### THE EXERCISE
Rewrite each of the items below, putting "visible boundary" in place of every "visible outline" and leaving all other wording unchanged.

### EXERCISE MATERIAL
Begin

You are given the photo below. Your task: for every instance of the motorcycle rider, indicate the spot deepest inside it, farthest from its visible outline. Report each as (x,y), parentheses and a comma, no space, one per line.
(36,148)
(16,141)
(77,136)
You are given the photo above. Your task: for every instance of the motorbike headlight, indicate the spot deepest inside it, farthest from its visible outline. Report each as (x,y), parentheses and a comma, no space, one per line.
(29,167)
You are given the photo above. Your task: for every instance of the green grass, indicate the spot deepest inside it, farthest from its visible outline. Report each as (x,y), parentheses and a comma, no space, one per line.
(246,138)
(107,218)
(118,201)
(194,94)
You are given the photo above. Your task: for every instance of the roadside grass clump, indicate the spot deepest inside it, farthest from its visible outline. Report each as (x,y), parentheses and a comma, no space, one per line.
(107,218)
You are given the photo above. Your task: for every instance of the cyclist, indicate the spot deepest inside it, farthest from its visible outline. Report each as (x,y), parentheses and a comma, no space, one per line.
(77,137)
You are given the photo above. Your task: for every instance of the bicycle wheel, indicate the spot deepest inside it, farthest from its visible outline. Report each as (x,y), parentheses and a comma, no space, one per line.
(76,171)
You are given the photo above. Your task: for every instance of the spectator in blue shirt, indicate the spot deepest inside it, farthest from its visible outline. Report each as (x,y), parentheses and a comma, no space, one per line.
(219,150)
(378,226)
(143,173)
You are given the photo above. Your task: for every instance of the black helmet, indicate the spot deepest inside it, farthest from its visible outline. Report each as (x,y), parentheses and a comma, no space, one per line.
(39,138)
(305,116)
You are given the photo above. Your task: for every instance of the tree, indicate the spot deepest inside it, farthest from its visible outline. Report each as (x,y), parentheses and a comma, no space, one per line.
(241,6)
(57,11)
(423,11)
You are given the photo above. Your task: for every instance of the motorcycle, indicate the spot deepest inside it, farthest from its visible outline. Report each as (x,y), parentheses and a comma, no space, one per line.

End

### RIGHT ANSWER
You are given the photo below. Your task: for every instance of the motorcycle rider, indicate the spot deepest inside it, farthest from its visible boundary. Report each as (x,y), parentheses and a comma, no space, one per line.
(36,148)
(16,141)
(77,136)
You are given the photo above. Your task: for every instance of the motorbike headlight, indicate the spot deepest inside it, farthest from its visible boundary. Report each as (x,y), parentheses and a comma, no space, one per line.
(29,167)
You are given the photo above. Your task: for every instance of the green grass, indicate the spot deepest inside it, farthest from its visible boundary. Report each as (x,y), parentheses and a comma, no space, one per line.
(246,138)
(107,218)
(118,201)
(194,94)
You are given the photo above. Your task: for every instance of the roadside grass clump, indicate the spot deepest inside it, farthest from its visible boundary. Report each as (x,y), parentheses and a comma, no space, one per line.
(107,218)
You are given the photo above. Your task: for every instance of the cyclist, indicate the spot deepest inside it, farthest from its visible boundary. Report each as (x,y), parentheses and a comma, no space, one per line.
(77,137)
You are given the photo above. Your task: for every instance of the bicycle wheel, indicate the spot deepest inside it, farthest from its visible boundary. Report each as (x,y), parentheses and a comma, no space, one per line.
(76,171)
You are given the photo above. Your task: for every instance of the spectator in blue shirt, indicate the spot deepest inside it, farthest from its visible boundary. Report each as (x,y), parentheses and a comma, no space, one per line.
(219,150)
(378,226)
(143,173)
You are given the photo above. Your task: for every instance of the black helmet, indicate the spot deepest inside it, farthest from its visible boundary. Report each as (x,y), parentheses and a comma, no space, one per line.
(39,138)
(305,116)
You are given the photo above. Your task: for every instance of the tree, indicate the spot deepest inside it, farthest from its visible boundary. Report each as (x,y), parentheses and a comma, no space, one per line.
(241,6)
(57,11)
(423,11)
You are given the photo above. Your task: for every instance of the motorcycle, indicate the spot deepest inside it, farthest from its visible boundary. Report each as (x,y), parentheses and a comma, no space, one per line.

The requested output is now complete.